● WHAT THE TASK ASKS: Copy the material below word for word, starting at the line that contains "Indicate the dark" and ending with the last line of the material.

Coordinate annotation entries:

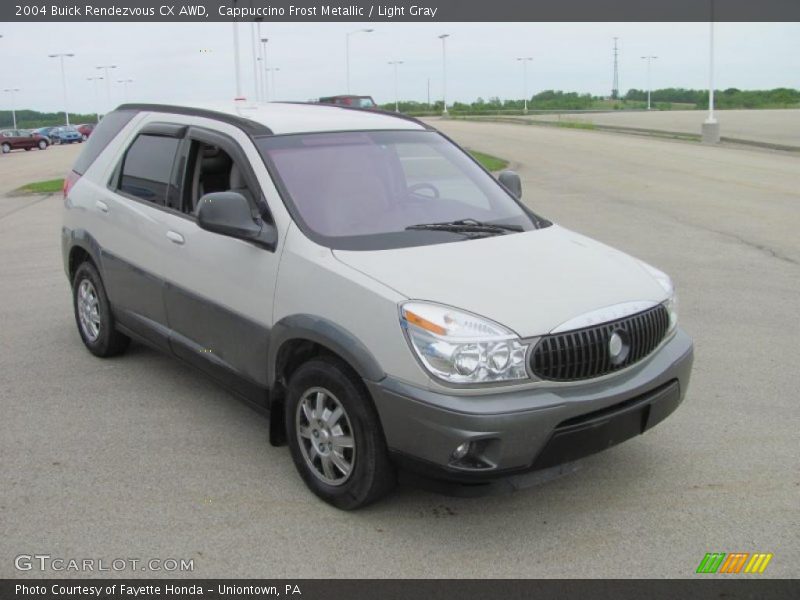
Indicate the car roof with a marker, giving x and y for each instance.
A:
(292, 117)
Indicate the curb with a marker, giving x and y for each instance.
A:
(692, 137)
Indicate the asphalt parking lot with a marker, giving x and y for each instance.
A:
(765, 126)
(141, 457)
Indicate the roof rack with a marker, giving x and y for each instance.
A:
(378, 111)
(249, 126)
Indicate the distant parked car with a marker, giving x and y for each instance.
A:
(21, 139)
(65, 135)
(354, 101)
(85, 130)
(45, 132)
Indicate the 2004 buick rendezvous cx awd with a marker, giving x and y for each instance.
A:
(358, 274)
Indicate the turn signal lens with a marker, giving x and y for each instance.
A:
(459, 347)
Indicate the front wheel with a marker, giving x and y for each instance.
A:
(335, 436)
(93, 314)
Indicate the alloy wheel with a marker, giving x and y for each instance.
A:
(325, 436)
(89, 310)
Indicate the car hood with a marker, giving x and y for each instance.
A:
(531, 282)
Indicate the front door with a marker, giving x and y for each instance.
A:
(218, 290)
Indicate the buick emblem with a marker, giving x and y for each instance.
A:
(618, 347)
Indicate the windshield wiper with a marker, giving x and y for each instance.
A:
(468, 226)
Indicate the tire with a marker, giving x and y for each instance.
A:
(371, 474)
(93, 314)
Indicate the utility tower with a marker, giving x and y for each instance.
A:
(615, 85)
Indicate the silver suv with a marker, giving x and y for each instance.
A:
(357, 274)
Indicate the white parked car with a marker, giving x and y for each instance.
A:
(356, 273)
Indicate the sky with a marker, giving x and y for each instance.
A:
(175, 62)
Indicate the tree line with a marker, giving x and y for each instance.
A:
(32, 119)
(663, 99)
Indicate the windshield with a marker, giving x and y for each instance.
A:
(388, 189)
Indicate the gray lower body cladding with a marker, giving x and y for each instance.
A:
(527, 430)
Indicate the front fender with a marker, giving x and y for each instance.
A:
(325, 333)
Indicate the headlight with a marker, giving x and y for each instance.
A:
(460, 347)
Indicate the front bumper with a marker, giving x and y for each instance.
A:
(532, 429)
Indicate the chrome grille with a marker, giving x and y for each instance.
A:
(584, 353)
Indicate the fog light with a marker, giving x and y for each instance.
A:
(461, 450)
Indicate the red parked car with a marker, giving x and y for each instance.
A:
(85, 130)
(18, 139)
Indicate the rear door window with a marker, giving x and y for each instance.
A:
(147, 167)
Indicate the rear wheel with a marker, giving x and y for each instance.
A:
(93, 314)
(335, 436)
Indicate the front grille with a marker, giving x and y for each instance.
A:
(584, 353)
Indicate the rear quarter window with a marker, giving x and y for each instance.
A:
(101, 136)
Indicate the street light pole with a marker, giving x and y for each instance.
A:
(648, 59)
(236, 66)
(94, 81)
(266, 69)
(260, 77)
(108, 82)
(396, 102)
(13, 103)
(347, 51)
(710, 128)
(254, 52)
(63, 80)
(444, 37)
(272, 71)
(525, 60)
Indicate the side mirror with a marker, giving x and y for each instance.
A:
(511, 182)
(228, 213)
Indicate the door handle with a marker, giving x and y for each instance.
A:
(175, 237)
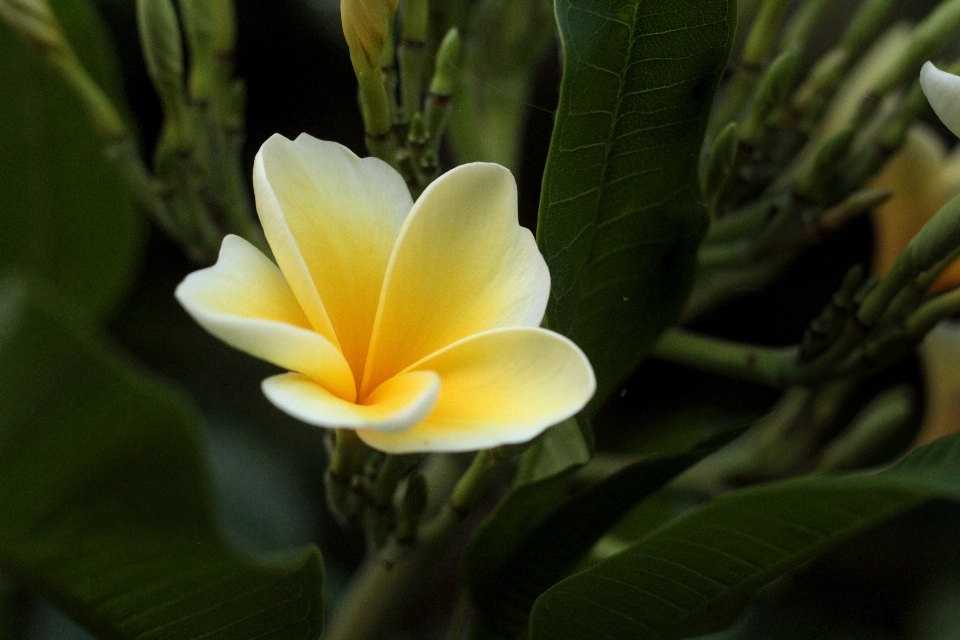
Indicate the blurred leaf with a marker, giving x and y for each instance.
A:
(691, 575)
(105, 508)
(64, 214)
(539, 531)
(563, 447)
(90, 38)
(620, 220)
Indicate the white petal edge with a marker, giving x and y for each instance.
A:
(244, 300)
(343, 213)
(397, 405)
(502, 386)
(943, 91)
(285, 248)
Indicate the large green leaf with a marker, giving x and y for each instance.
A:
(64, 214)
(620, 220)
(104, 497)
(689, 576)
(540, 530)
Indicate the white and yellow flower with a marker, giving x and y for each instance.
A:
(416, 324)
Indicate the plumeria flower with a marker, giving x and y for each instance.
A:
(415, 324)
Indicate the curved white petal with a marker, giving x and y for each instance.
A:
(244, 300)
(498, 387)
(461, 265)
(399, 404)
(332, 220)
(943, 91)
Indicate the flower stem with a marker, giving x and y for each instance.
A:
(765, 365)
(381, 590)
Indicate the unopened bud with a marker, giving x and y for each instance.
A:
(163, 52)
(723, 153)
(772, 93)
(162, 48)
(366, 24)
(448, 57)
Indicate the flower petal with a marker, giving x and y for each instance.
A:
(244, 300)
(462, 265)
(398, 404)
(501, 386)
(943, 91)
(332, 220)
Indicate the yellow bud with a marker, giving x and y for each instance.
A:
(365, 26)
(923, 177)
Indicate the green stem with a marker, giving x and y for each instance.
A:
(764, 365)
(379, 590)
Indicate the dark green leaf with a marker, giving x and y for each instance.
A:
(562, 448)
(539, 531)
(687, 577)
(64, 214)
(105, 506)
(619, 217)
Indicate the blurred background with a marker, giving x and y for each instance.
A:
(902, 581)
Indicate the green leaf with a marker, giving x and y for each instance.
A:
(539, 531)
(106, 507)
(64, 214)
(562, 448)
(620, 220)
(689, 576)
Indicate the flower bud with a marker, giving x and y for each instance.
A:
(366, 24)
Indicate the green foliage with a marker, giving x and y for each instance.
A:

● OUTPUT OF THE TASK:
Indicate the dark green leaf with a marker, giving x and y for each instance.
A:
(562, 448)
(539, 531)
(687, 577)
(64, 214)
(105, 506)
(619, 217)
Indicate the blurred background with a marker, giving x and y for each instance.
A:
(902, 581)
Indicate the green leaf with a marker, giving x and y for each instance.
A:
(539, 531)
(106, 507)
(64, 214)
(562, 448)
(620, 220)
(689, 576)
Indicate the flower bud with a marker, giving x and y for each instance.
A:
(366, 24)
Indicate the green foliage with a marker, giving x and y for each instance.
A:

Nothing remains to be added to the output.